** Excerpt provided **
=== Begin Enclosure ===
16th Governor of Cebu
- In office December 30, 1955 – December 30, 1961
- Vice Governor: None (1955–1959) Francisco Remotigue (1959–1961)
- Preceded by: Sergio Osmeña Jr.
- Succeeded by: Francisco Remotigue

Member of the Cebu City Council
- In office December 30, 1947 – December 30, 1951

Personal details
- Born: February 10, 1916 Manila, Philippine Islands
- Died: Unknown
- Party: Liberal
- Parent(s): Manuel Briones Celestina Lorenzo
- Education: Ateneo de Manila (LL.B)
- Occupation: Politician
- Profession: Lawyer

= Jose Briones =

Filipino Visayan lawyer and politician

Jose Lorenzo Briones (February 10, 1916 – unknown) was a Filipino Visayan politician and lawyer. He served as Governor of the province of Cebu (1955–1961) and member of the House of Representatives for the 2nd District of Cebu (1961–1969).

== Early life ==
Jose Briones was the son of Manuel C. Briones and Celestina Lorenzo. He attended Zapatera Elementary School and graduated top of his class, and he studied at the Cebu Provincial High School. He finished law at the Ateneo de Manila and became a lawyer on March 13, 1946. He was married to Luna Cabrera.

== Career ==
His career started as his father's private secretary. In 1947, during the first post-war elections, he was elected member of the Cebu City Council together with Eulogio Borres, and Carlos Cuizon, and he served until 1951. On November 8, 1955, he was elected Governor of Cebu and formally assumed the role on December 30, 1955, succeeding Sergio V. Osmeña Jr. He was reelected and won over Ramon Durano on November 10, 1959.

Briones was later elected to represent Cebu's 2nd District in the House of Representatives of the Philippines. He served from December 30, 1961, to December 30, 1969, before retiring that same year.

== Historical commemoration ==

- The Jose L. Briones Street is named in his honor by virtue of City Ordinance No. 1825 approved by on April 13, 2000.
=== End Enclosure ===
** Complete the following **
1. How would you translate the sentence "He was married to Luna Cabrera." from the Jose Briones excerpt into Spanish?
2. Could you update the Jose Briones excerpt from "- Occupation: Politician" up to and including "of Cebu (1961–1969)." so that "Visayan" becomes "Cebuano"?
3. Answer these questions about the Jose Briones excerpt:
(a) On what date did he become a lawyer?
(b) Whom did he defeat when he was reelected governor in 1959?
(c) Which city ordinance named a street in his honor?

Dataset items:
=== Begin Enclosure ===
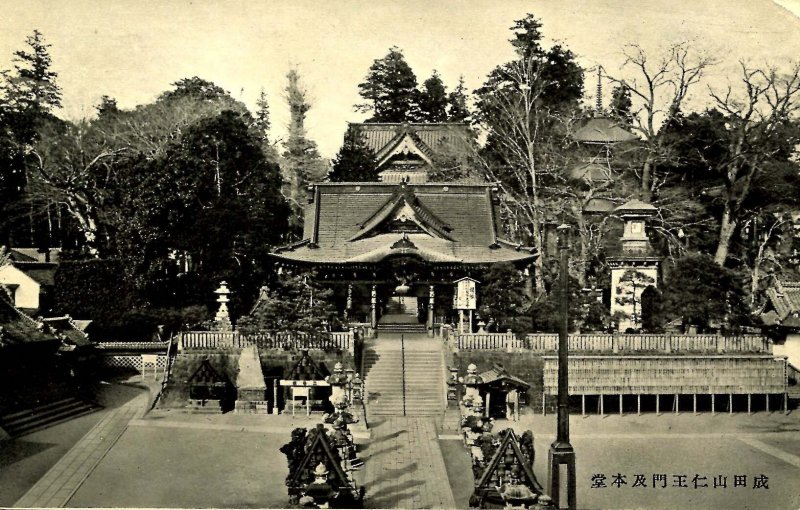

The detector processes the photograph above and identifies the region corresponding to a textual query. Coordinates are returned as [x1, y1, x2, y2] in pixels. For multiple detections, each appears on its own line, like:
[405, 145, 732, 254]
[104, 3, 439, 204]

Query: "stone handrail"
[525, 333, 772, 354]
[178, 330, 354, 353]
[97, 340, 170, 351]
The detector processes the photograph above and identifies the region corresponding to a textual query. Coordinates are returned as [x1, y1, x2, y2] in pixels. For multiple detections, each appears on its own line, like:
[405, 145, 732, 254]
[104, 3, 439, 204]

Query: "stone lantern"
[214, 281, 233, 331]
[304, 462, 339, 508]
[328, 362, 348, 406]
[461, 363, 483, 403]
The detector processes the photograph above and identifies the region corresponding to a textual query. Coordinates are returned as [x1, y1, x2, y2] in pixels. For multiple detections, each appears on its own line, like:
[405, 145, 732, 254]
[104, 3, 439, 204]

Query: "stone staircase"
=== End Enclosure ===
** Your written answers **
1. Estaba casado con Luna Cabrera.

2.
- Occupation: Politician
- Profession: Lawyer

= Jose Briones =

Filipino Cebuano lawyer and politician

Jose Lorenzo Briones (February 10, 1916 – unknown) was a Filipino Cebuano politician and lawyer. He served as Governor of the province of Cebu (1955–1961) and member of the House of Representatives for the 2nd District of Cebu (1961–1969).

3.
(a) March 13, 1946
(b) Ramon Durano
(c) City Ordinance No. 1825